→ Detalhes do exercício:
Redigite sem nenhuma alteração as linhas das entradas, começando pela primeira e seguindo até a linha que contém "(1039, 712)", inclusive.

→ Dados da tarefa:
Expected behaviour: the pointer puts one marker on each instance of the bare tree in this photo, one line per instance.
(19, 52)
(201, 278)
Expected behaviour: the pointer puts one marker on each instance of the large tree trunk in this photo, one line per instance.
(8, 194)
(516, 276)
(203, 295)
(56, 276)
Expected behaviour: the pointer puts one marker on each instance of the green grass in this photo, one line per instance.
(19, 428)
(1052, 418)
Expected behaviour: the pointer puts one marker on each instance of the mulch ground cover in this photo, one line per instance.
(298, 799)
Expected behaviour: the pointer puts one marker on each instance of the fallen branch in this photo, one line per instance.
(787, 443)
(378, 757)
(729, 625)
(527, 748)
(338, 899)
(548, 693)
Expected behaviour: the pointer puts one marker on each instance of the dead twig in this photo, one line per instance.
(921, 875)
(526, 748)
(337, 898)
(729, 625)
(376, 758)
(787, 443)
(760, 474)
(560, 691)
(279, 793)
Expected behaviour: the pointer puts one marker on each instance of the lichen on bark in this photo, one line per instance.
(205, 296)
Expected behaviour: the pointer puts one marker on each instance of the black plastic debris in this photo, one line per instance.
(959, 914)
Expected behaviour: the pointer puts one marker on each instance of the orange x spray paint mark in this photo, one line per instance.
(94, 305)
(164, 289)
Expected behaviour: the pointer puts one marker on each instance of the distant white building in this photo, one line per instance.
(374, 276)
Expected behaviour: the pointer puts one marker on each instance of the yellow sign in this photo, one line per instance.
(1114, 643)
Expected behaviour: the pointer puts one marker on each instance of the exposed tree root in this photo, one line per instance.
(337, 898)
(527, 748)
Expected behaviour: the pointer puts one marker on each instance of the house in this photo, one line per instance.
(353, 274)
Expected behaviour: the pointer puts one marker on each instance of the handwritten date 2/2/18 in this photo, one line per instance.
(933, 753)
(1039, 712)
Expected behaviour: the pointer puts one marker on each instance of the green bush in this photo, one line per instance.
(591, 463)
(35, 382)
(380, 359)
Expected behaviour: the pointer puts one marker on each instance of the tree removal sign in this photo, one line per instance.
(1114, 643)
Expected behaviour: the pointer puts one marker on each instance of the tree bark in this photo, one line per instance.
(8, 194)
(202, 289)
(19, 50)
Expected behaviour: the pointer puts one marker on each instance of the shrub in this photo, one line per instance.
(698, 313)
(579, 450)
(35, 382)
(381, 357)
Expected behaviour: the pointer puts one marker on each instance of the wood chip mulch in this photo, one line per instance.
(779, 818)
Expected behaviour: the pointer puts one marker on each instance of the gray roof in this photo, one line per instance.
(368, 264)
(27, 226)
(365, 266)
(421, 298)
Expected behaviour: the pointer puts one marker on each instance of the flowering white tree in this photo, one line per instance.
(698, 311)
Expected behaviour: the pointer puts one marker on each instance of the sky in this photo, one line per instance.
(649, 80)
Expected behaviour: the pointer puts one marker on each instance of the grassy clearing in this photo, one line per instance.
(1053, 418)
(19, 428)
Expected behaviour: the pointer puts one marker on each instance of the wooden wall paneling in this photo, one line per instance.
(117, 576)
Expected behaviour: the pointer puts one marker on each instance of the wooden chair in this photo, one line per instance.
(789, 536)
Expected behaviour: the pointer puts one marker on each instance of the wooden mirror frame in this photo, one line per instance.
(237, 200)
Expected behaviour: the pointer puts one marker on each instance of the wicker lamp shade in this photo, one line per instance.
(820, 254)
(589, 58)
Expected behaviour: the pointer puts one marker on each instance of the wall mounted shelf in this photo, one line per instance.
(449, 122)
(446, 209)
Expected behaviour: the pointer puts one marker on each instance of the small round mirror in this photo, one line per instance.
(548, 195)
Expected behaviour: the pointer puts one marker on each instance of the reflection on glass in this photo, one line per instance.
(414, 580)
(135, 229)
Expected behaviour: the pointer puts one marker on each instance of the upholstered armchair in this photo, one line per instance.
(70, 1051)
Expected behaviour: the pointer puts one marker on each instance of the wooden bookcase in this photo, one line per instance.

→ Solução do exercício:
Expected behaviour: the pointer puts one marker on each instance of the bare tree in this photo, one line per instance.
(19, 52)
(201, 278)
Expected behaviour: the pointer puts one marker on each instance of the large tree trunk in this photo, one line per instance.
(8, 194)
(516, 276)
(203, 295)
(56, 276)
Expected behaviour: the pointer puts one marker on each instance of the green grass in this photo, one line per instance.
(19, 428)
(1052, 418)
Expected behaviour: the pointer puts one marker on each instance of the mulch ground cover in this photo, one line per instance.
(298, 799)
Expected behaviour: the pointer puts one marker on each instance of the fallen branch in this photo, one line per instance.
(787, 443)
(378, 757)
(729, 625)
(527, 748)
(338, 899)
(548, 693)
Expected behaviour: the pointer puts one marker on each instance of the dead twig in this photo, one line per instance.
(921, 875)
(526, 748)
(337, 898)
(729, 625)
(376, 758)
(787, 443)
(760, 474)
(560, 691)
(279, 793)
Expected behaviour: the pointer puts one marker on each instance of the lichen on bark in this photo, one line per instance.
(205, 296)
Expected behaviour: the pointer puts one marker on each instance of the black plastic debris in this photo, one line per instance.
(959, 914)
Expected behaviour: the pointer puts one marker on each instance of the orange x spray paint mark in this photo, one line per instance.
(94, 305)
(164, 289)
Expected behaviour: the pointer puts one marker on each instance of the distant white building in this photo, one line per instance.
(374, 276)
Expected behaviour: the pointer puts one marker on each instance of the yellow sign in this photo, one line per instance.
(1114, 643)
Expected behaviour: the pointer puts one marker on each instance of the exposed tree root in this photo, one line per instance.
(337, 898)
(527, 748)
Expected behaviour: the pointer puts one marker on each instance of the house in this photo, one line per instance.
(353, 274)
Expected behaviour: the pointer puts one marker on each instance of the handwritten date 2/2/18 in this photo, one line per instance.
(933, 753)
(1039, 712)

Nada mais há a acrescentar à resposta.